Otoferlin is a protein that in humans is encoded by the OTOF gene.

== Function ==

There are two forms of otoferlin protein. The short form of the protein has three C2 domains and a single carboxy-terminal transmembrane domain found also in the C. elegans spermatogenesis factor FER-1 and human dysferlin. The long form has six C2 domains.

Dysferlin and myoferlin are proteins found in humans that are homologous to otoferlin. Both dysferlin and myoferlin have seven C2 domains. A C2 domain is a protein structural domain involved in targeting proteins to cell membranes.

C2A in otoferlin's longer form, with six C2 domains, is structurally similar to dysferlin C2A. However, loop 1 in the calcium (Ca^{2+}) binding site of otoferlin C2A is significantly shorter than the homologous loop in dysferlin and myoferlin C2A domains. Therefore, it is unable to bind to calcium. Otoferlin C2A is also unable to bind to phospholipids and hence it is structurally and functionally distinct from other C2 domains. Nonetheless, the homology suggests that this protein may be involved in vesicle membrane fusion.

****************************************

Carry on the text about the otoferlin protein from the point where it ends. The records that come next are separate material and have no connection to the otoferlin text.

INFORMATION PROVIDED ::
****************************************

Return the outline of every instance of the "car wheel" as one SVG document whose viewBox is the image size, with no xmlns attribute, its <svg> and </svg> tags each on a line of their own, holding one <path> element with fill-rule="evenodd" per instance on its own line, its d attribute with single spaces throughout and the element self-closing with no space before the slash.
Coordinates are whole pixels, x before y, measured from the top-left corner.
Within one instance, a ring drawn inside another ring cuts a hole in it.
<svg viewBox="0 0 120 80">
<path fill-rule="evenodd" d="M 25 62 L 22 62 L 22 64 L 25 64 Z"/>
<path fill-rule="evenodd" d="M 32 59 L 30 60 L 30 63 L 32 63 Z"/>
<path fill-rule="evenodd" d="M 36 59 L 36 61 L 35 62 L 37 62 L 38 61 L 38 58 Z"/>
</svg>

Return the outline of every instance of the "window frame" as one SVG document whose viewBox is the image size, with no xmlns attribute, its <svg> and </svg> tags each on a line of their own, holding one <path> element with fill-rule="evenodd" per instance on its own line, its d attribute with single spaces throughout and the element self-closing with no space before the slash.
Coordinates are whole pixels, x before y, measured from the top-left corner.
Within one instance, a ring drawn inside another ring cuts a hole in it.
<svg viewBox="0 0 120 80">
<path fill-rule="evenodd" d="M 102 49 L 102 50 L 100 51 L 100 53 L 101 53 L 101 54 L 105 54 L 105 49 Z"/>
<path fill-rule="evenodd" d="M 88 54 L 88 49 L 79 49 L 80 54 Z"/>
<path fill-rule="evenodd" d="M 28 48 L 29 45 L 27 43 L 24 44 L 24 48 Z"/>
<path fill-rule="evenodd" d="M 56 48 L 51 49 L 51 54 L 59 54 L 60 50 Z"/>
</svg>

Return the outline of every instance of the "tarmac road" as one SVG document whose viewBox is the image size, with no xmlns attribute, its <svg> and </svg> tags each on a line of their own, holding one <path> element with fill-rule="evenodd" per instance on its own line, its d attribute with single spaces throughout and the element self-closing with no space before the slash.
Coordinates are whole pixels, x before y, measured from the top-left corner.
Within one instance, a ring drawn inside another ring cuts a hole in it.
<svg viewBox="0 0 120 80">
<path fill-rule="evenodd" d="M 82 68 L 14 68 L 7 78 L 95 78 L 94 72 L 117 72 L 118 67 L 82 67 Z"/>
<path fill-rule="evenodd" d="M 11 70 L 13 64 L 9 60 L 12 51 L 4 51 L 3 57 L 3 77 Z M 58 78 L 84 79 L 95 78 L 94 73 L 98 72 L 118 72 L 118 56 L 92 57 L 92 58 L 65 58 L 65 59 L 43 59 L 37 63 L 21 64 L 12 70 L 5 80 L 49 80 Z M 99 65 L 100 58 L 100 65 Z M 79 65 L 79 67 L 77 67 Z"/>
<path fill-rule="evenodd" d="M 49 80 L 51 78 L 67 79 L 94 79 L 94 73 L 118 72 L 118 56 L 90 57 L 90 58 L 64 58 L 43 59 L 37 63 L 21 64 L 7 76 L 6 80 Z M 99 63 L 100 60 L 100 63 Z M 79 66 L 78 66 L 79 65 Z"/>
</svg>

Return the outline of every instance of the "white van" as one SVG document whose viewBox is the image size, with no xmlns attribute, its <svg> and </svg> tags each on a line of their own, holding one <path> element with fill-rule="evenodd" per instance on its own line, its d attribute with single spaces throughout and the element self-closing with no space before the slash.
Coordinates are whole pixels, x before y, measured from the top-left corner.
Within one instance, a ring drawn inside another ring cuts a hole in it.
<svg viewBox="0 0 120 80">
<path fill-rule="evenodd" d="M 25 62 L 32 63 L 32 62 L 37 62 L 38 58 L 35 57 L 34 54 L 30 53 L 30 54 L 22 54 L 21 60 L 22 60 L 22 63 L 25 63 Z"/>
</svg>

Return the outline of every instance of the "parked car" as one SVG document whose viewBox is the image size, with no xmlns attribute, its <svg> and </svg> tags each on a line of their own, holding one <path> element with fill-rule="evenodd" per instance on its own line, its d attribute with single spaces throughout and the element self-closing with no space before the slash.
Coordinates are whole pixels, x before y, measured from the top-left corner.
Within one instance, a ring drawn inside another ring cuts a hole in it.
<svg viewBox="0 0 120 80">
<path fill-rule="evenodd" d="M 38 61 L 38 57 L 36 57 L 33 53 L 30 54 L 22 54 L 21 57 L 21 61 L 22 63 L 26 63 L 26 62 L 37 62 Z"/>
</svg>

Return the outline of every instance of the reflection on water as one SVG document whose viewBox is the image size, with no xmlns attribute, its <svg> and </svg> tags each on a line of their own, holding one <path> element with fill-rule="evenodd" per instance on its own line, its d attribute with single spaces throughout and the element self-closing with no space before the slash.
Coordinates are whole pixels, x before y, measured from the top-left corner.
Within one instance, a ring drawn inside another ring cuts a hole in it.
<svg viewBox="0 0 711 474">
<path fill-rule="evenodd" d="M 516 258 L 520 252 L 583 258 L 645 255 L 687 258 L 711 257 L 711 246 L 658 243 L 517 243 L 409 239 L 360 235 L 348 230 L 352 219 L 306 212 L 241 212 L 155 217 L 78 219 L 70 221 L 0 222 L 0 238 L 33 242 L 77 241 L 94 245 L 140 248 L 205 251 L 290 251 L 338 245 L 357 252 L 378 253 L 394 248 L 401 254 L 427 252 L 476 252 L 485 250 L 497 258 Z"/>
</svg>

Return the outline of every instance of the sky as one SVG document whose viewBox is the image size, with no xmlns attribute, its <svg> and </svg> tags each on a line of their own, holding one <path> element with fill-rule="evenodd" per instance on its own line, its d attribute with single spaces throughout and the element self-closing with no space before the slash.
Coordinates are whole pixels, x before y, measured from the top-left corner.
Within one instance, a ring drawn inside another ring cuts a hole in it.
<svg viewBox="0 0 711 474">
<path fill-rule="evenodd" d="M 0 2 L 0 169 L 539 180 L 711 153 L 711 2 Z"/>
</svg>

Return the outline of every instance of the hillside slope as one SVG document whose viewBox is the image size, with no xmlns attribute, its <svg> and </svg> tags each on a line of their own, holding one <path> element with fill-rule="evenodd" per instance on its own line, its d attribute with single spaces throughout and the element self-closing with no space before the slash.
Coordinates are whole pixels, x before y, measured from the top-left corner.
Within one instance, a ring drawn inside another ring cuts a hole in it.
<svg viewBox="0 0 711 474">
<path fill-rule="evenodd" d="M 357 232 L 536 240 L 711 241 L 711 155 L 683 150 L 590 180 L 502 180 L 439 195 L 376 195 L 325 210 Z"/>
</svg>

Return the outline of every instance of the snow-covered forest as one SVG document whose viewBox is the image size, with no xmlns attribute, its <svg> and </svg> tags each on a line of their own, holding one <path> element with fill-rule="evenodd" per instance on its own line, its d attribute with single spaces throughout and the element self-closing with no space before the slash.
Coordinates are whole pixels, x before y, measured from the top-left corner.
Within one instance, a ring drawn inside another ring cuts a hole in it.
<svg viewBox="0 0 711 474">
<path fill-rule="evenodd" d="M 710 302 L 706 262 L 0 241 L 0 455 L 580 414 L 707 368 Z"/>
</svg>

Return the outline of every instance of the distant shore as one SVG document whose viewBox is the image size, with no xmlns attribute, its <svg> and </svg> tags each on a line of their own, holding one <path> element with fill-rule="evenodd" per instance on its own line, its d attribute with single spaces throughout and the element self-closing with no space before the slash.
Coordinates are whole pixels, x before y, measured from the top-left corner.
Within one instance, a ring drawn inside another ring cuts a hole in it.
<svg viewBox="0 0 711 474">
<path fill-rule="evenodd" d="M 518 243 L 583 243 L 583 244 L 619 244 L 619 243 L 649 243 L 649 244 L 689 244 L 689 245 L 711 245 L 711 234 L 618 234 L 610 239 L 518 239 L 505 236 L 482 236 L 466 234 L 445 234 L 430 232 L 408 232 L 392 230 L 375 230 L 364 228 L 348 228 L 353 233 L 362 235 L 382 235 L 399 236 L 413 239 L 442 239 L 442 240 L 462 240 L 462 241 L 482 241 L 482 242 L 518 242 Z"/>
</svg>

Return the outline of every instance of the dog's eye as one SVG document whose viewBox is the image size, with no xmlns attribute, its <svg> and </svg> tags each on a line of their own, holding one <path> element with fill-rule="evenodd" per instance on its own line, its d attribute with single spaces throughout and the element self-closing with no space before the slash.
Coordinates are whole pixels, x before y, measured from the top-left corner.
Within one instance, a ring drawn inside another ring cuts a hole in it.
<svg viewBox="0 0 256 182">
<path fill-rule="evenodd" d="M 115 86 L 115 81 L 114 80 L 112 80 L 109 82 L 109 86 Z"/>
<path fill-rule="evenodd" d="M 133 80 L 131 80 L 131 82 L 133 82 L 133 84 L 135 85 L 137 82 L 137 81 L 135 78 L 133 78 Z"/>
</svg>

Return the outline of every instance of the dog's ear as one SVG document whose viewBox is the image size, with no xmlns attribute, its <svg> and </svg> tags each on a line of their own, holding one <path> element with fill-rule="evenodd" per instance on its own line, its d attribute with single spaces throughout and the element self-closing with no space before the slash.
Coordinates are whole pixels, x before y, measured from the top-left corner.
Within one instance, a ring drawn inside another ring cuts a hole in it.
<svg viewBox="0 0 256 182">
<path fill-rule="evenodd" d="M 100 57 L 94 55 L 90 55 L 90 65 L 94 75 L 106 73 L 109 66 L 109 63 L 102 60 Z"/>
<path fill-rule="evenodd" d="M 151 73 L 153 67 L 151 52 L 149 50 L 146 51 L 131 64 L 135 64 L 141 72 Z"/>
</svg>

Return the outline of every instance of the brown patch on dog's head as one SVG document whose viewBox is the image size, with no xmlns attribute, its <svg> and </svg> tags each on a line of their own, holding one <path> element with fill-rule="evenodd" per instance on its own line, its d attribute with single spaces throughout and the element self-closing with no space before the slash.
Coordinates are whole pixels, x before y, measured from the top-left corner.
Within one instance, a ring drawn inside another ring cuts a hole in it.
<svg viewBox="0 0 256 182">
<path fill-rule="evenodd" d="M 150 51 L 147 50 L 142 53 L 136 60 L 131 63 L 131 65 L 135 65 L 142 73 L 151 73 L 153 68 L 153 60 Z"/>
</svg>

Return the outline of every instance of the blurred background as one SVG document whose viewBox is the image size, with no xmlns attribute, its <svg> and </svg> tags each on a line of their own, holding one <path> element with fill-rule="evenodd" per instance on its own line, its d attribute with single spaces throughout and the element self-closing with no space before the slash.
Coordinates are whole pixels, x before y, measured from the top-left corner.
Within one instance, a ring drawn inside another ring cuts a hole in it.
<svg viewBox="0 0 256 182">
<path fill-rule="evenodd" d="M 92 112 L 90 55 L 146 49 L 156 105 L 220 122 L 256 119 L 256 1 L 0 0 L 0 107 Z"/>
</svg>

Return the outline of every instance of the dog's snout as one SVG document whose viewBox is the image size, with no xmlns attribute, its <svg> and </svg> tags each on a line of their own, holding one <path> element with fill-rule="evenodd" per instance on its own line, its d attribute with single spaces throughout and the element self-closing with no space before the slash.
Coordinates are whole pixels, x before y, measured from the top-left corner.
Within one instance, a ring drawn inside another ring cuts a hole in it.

****************************************

ANSWER TO THE PROBLEM ::
Similar to dysferlin and myoferlin, otoferlin has a FerA domain and its FerA domain has been shown to interact with zwitterionic lipids in a calcium-dependent manner and with negatively charged lipids in a calcium-independent manner. The estimated charge of the FerA domain among ferlin proteins varies significantly. At pH 7, the estimated charge of dysferlin is -8.4 while otoferlin FerA is +8.5. Several transcript variants encoding multiple isoforms have been found for this gene.

== Clinical significance ==
Mutations in the gene encoding otoferlin are the cause of nonsyndromic recessive deafness type 9.

Gene therapies for restoring the defective Otoferlin using an adeno-associated virus (AAVs) have been under development for some time, including AAVAnc80-hOTOF used in experimental gene therapy in humans. A successful application of the therapy in Britain was announced in May 2024. Lunsotogene parvec-cwha is a therapy approved for use in the United States.